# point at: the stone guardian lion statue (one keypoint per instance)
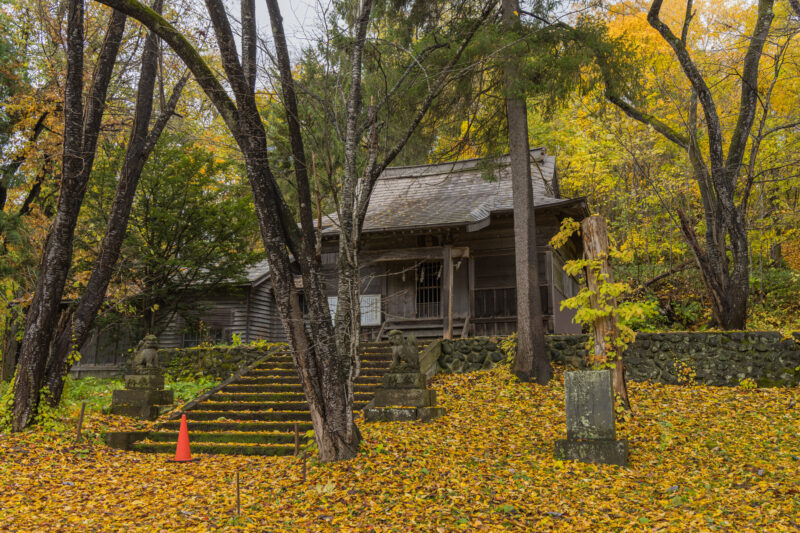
(145, 359)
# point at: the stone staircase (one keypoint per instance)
(256, 413)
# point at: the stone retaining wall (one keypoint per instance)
(217, 361)
(464, 355)
(714, 358)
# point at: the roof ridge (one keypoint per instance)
(463, 164)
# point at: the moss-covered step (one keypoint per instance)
(274, 397)
(230, 437)
(217, 449)
(199, 425)
(263, 416)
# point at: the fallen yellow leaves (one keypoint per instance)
(703, 459)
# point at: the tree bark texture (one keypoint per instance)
(81, 130)
(140, 145)
(604, 329)
(325, 371)
(725, 276)
(322, 369)
(10, 345)
(531, 361)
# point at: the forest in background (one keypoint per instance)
(193, 216)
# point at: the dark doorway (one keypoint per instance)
(429, 289)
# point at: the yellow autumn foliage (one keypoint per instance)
(703, 459)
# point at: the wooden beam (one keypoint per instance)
(430, 253)
(447, 292)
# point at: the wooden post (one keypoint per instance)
(595, 247)
(80, 422)
(471, 289)
(238, 506)
(447, 292)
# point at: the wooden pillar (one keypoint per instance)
(595, 247)
(470, 292)
(10, 347)
(447, 292)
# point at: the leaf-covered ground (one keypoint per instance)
(703, 459)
========
• EXERCISE DIRECTIONS: From where "# point at: the moss-covered" appears to the last line of the listing above, please write out every line exactly; leave out the rest.

• EXERCISE OUTPUT:
# point at: the moss-covered step (one keypoint per instance)
(274, 397)
(230, 437)
(217, 449)
(199, 425)
(263, 416)
# point at: the fallen yellow leaves (one keypoint per instance)
(703, 459)
# point at: the tree bark texture (one keypoint per instance)
(81, 130)
(140, 145)
(604, 329)
(325, 371)
(725, 276)
(322, 369)
(10, 345)
(531, 361)
# point at: the forest in background (one keypoint per instance)
(193, 216)
# point at: the dark doorway (one keypoint per instance)
(429, 289)
# point at: the yellow autumn foliage (one keypoint per instance)
(703, 459)
# point at: the wooden beam (one keypoint per instance)
(430, 253)
(447, 292)
# point at: the wooden post (one keypoint per instance)
(595, 247)
(80, 422)
(471, 289)
(238, 506)
(447, 292)
# point at: the wooden pillar (one keypoint per instance)
(595, 247)
(470, 292)
(10, 347)
(447, 292)
# point at: the leaf-covered ground (one keypoint per instance)
(703, 459)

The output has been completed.